Text =>
---
title: "Topics in Econometrics and Data Science: Tutorial 5"

---

#### General Note

You will very likely find the solution to these exercises online. We, however, strongly encourage you to work on these exercises without doing so. Understanding someone else’s solution is very different from coming up with your own. Use the lecture notes and try to solve the exercises independently.

# Section 1: Basic Statistics

## Exercise 1: Normal distribution

### A)
A hard-drive manufacturer would like to ensure that the mean time between failures (MTBF) for its new hard drive is $1$ million hours. A stress test is designed that can simulate the workload at a much faster pace. The testers assume that a test lasting $10$ days correlates with the failure time exceeding the $1$- million-hour mark. In stress tests of $15$ hard drives they found an average of $9.5$ days, with a standard deviation of $1$ day. Does a $90\%$ confidence level include $10$ days?

**Hint**: You can use  [`scipy.stats.norm.ppf`](https://docs.scipy.org/doc/scipy/reference/generated/scipy.stats.norm.html) to get the percent point function (critical value) for the normal distribution for a given confidence level.

In [None]:
import scipy.stats as stats
import numpy as np

### B)
Let $X\sim \mathcal{N}(\mu,\sigma^2)$. We have seen that
$$\sqrt{n}\frac{\bar{X}_n-\mu}{\sigma}\sim \mathcal{N}(0,1)$$ 
and that by replacing the unknown parameter $\sigma^2$ by $\hat{S}^2=\frac{1}{n-1}\sum_{i=1}^n(X_i-\bar{X}_n)^2$ we obtain
$$Z_n:=\sqrt{n}\frac{\bar{X}_n-\mu}{\hat{S}} \xrightarrow[]{\mathcal{D}} Z\sim \mathcal{N}(0,1).$$
Therefore we can construct asymptotic confidence intervals for $\mu$. This means that the confidence interval satisfies the confidence level when $n$ is 'large'. But what happens when $n$ is 'small' and what do we mean by 'large'?
The distribution of $Z_n$ is called $t$-distribution with $n-1$ degrees of freedom.
Compare the densities of the normal distribution and the $t$-distribution for $n=3,10,25$ and $50$. What value of $n$ seems 'large' enough to say that the two distributions are essentially the same?

Data block =>
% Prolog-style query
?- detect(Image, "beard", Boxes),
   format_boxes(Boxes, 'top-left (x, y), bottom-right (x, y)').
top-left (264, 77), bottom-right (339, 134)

Task requirements => Could you write what comes next in the econometrics tutorial, starting right after its final sentence? The listing comes from a different source than the text.

Task answer =>
To answer these questions, first, save $\mu$ and $\sigma$ and use [`np.linspace`](https://numpy.org/doc/stable/reference/generated/numpy.linspace.html) to generate evenly spread x-values from -3 to 3, along which you will plot the distributions. 

In [None]:
import numpy as np
import matplotlib.pyplot as plt
from scipy.stats import t
from scipy.stats import norm

Next, use [`scipy.stats.norm.pdf`](https://docs.scipy.org/doc/scipy/reference/generated/scipy.stats.norm.html) and [`scipy.stats.t.pdf`](https://docs.scipy.org/doc/scipy/reference/generated/scipy.stats.t.html) to create density functions along the x-values for the normal distribution and t-distributions for the different n. Save them as different y-variables, e.g. `y1` to `y5`.

Finally, with [`plt.figure`](https://matplotlib.org/stable/api/figure_api.html) and its suboptions, you can plot the distributions.

### C)
Our goal is to use a simulation to compare the resulting confidence intervals of Exercise 1B) for $\mu=0$ (choose $\sigma^2=5$) with confidence level $95\%$. We will go through it step by step:

1. Load the necessary modules and save $\mu$, $\sigma$, and the critical value from the normal distribution for our given $\alpha$ (1-confidence level).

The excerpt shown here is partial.